= REQUIREMENT =
Write out the passage of the Thor review from "Beginning in a" to "to Jodenheim anyway.", keeping every word and punctuation mark as it appears.

= TEXT SHOWN =

Kenneth Branagh's Thor
Here's the link to the published version of my review in my column at The Richmond Examiner:
Summer blockbuster season finally kicks into gear with the release of “Thor,” based on the popular Marvel comic superhero. “Thor” is merely the first in a long line of superhero films that are coming out in the next year or two that includes “Captain America,” “X-Men: First Class,” and “The Avengers,” and I’m glad to say that this trend has started off with a bang as “Thor” delivers pretty much what you’d want from an exciting-looking superhero film.
Beginning in a realm known as Asgard, it tells the story of Thor (Chris Hemsworth), son of Odin (Anthony Hopkins). On the day that Thor is to be named the official heir to the throne, there is a attack from a small group of enemy forces from the realm of Jodenheim, where a race of ice beings live. They attempt to take back an energy source that Odin and his soldiers had seized, but are easily stopped by security measures. In a rage, Thor wants to strike back and destroy the enemy once and for all, but Odin rejects the notion. However, this doesn’t stop Thor and a group of his friends from going to Jodenheim anyway.
After being rescued from overwhelming odds by Odin, Thor is stripped of his powers and banished to Earth where he meets Jane Foster (Natalie Portman) and Erik Selvig (Stellan Skarsgard), scientists who have been tracking the energy used by the Asgardians for their travel between worlds. Thor, who is not used to such a way of life, must get used to living on Earth, while his brother Loki (Tom Hiddleston) fills in as heir to the throne. However, more problems arise as the mysterious SHIELD agency shows up to steal Jane’s research, as well as a sinister plot slowly unveiled on Asgard.
While there are several superhero movies yet to be released, “Thor” stood out from the pack for one specific reason. It was announced early on that it was to be directed by none other than Kenneth Branagh. My first reaction was to ask if this was the same Kenneth Branagh who had brought us wonderful adaptations of Shakespeare’s “Hamlet,” “Henry V,” “Much Ado About Nothing,” and “As You Like It.” THAT Kenneth Branagh? What could a guy like that, whose background is in Shakespearean plays and films, possibly do with a big budget action film like “Thor?”

= GIVEN RECORDS =

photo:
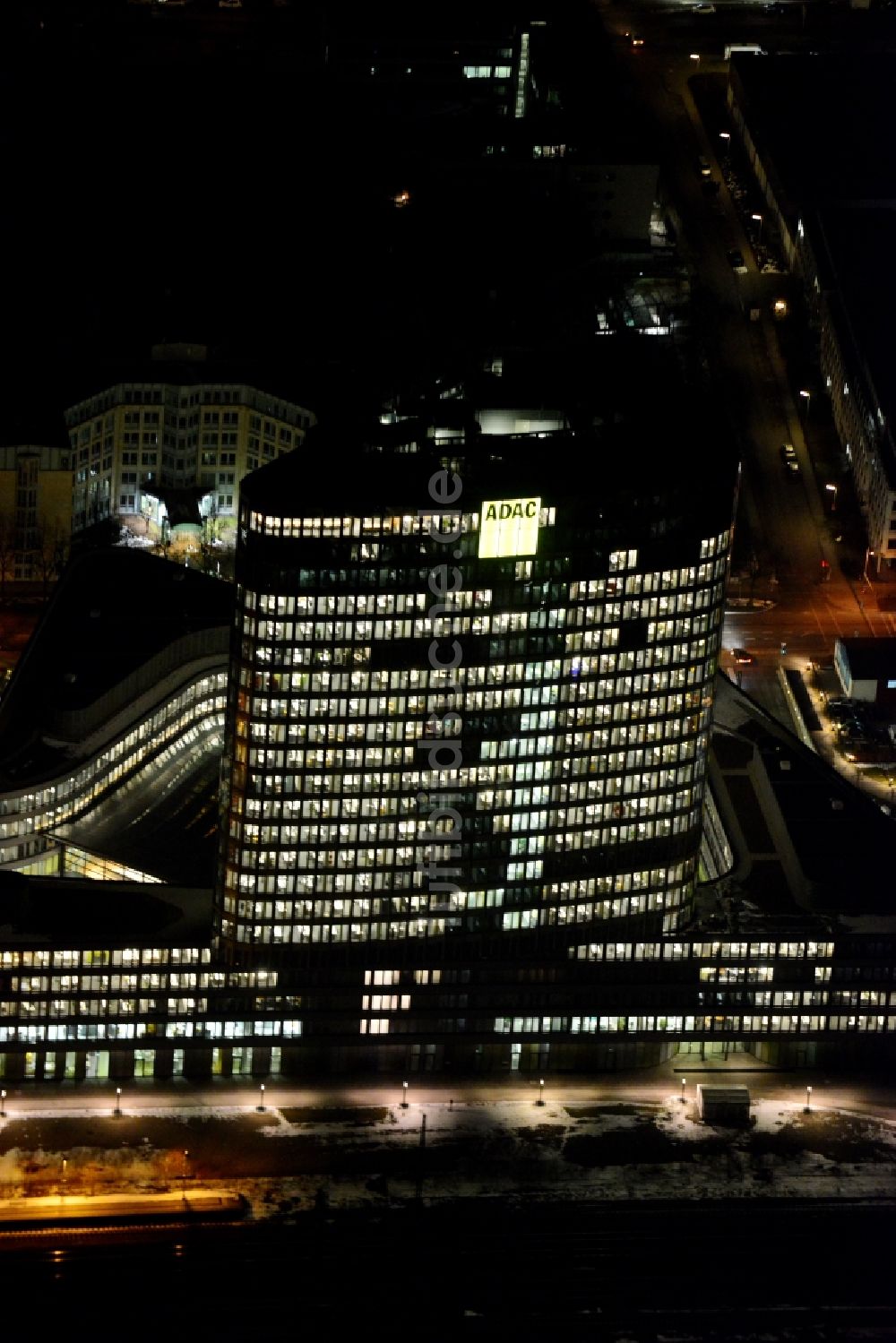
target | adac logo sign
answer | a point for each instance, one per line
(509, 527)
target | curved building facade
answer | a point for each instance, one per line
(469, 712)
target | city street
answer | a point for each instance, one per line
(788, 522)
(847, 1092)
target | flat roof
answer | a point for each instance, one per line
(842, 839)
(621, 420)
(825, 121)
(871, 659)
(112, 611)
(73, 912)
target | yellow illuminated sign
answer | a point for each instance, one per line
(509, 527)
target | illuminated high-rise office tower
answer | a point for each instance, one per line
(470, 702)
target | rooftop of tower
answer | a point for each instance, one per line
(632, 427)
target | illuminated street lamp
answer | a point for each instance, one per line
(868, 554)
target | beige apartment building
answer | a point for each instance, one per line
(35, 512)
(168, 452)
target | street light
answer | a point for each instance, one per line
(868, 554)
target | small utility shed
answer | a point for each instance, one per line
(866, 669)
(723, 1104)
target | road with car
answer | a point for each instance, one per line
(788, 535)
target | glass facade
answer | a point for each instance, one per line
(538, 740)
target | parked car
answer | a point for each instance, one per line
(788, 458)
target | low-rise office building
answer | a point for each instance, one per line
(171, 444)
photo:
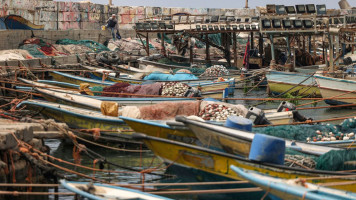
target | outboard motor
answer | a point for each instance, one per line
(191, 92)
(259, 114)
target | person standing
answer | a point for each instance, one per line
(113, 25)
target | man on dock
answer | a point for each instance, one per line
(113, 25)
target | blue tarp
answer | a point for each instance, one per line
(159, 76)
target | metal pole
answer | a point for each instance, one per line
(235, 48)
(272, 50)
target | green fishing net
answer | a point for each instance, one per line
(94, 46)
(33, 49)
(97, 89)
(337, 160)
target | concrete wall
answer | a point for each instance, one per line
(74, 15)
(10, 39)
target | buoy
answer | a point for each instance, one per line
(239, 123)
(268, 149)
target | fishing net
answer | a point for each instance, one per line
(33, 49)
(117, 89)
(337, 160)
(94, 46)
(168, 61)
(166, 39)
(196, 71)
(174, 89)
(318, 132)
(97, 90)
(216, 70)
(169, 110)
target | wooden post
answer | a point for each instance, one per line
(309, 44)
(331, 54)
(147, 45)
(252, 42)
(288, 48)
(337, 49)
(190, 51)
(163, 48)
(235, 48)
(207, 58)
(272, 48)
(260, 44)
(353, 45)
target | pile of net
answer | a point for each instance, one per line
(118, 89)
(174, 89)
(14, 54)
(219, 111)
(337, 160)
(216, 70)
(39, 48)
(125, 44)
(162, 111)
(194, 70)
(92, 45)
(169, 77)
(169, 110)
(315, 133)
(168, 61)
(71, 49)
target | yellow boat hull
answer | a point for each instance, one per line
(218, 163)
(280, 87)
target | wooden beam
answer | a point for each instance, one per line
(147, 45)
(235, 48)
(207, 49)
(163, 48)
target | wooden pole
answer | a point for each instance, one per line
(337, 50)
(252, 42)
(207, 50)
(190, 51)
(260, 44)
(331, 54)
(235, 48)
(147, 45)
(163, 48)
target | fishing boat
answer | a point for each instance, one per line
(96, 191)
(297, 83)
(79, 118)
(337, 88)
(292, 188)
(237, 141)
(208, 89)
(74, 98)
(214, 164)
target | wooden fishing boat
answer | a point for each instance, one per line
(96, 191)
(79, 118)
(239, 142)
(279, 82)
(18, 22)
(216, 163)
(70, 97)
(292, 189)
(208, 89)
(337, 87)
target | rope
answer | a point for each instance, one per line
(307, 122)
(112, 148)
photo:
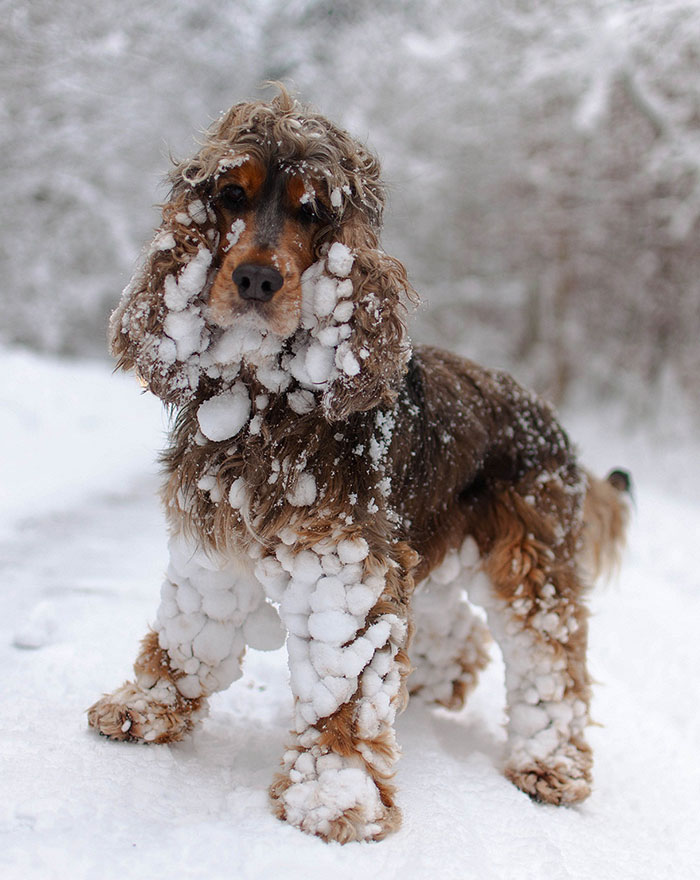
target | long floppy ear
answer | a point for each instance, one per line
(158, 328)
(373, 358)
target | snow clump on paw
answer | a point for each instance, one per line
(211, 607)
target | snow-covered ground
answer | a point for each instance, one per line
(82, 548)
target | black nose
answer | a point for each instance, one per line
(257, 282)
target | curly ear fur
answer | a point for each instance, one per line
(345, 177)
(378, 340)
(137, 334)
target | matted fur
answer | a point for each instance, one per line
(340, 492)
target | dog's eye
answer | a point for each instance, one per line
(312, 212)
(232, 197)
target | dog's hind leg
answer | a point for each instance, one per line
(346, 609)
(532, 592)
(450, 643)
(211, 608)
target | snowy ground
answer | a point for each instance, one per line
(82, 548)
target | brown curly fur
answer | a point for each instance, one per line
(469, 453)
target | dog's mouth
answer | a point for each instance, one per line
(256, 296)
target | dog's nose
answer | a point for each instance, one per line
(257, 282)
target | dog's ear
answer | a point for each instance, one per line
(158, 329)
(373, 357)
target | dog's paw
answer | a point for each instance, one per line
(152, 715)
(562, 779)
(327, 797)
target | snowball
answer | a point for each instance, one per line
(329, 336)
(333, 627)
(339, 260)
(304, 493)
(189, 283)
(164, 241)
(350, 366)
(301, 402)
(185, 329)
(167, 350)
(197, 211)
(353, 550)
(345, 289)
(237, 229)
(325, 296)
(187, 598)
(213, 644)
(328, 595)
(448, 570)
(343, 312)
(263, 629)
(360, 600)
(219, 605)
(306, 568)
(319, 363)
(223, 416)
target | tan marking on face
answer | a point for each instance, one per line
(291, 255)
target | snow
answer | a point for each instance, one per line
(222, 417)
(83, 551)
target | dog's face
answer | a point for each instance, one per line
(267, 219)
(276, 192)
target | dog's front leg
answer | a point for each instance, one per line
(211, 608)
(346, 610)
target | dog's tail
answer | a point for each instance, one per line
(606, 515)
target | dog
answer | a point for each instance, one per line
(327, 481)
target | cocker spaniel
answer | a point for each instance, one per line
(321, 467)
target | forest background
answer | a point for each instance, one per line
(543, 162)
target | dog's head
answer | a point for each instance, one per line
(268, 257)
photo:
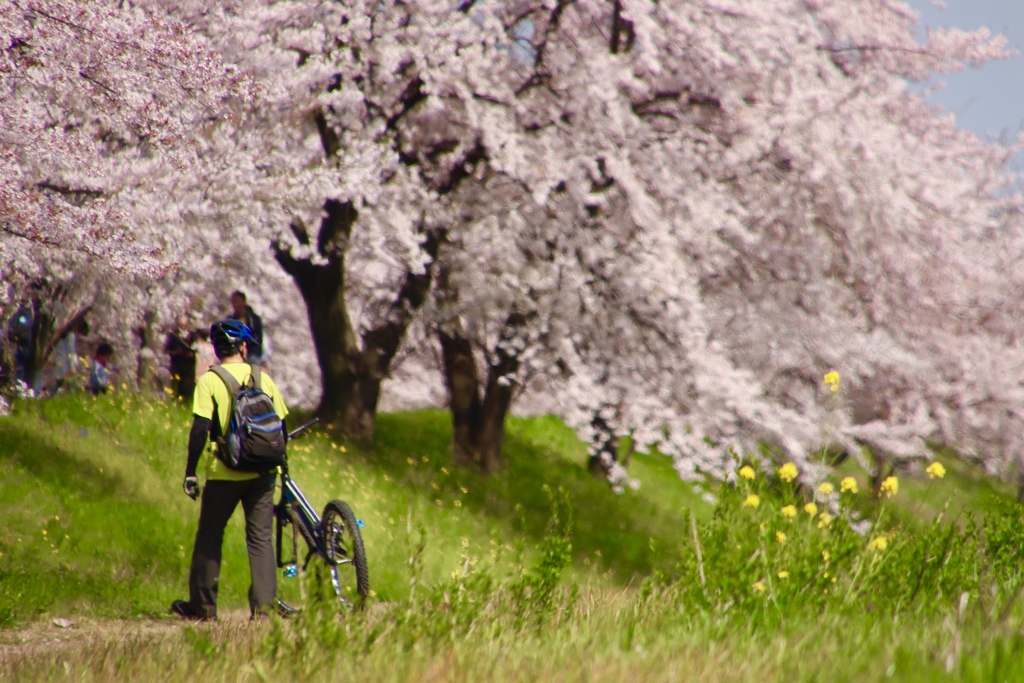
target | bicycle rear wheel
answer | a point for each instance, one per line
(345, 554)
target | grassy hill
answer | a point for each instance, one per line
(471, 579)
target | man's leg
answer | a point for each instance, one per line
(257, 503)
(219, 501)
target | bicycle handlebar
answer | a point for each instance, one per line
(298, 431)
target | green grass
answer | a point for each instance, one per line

= EXERCISE RESPONSE =
Beginning in a realm known as Asgard, it tells the story of Thor (Chris Hemsworth), son of Odin (Anthony Hopkins). On the day that Thor is to be named the official heir to the throne, there is a attack from a small group of enemy forces from the realm of Jodenheim, where a race of ice beings live. They attempt to take back an energy source that Odin and his soldiers had seized, but are easily stopped by security measures. In a rage, Thor wants to strike back and destroy the enemy once and for all, but Odin rejects the notion. However, this doesn’t stop Thor and a group of his friends from going to Jodenheim anyway.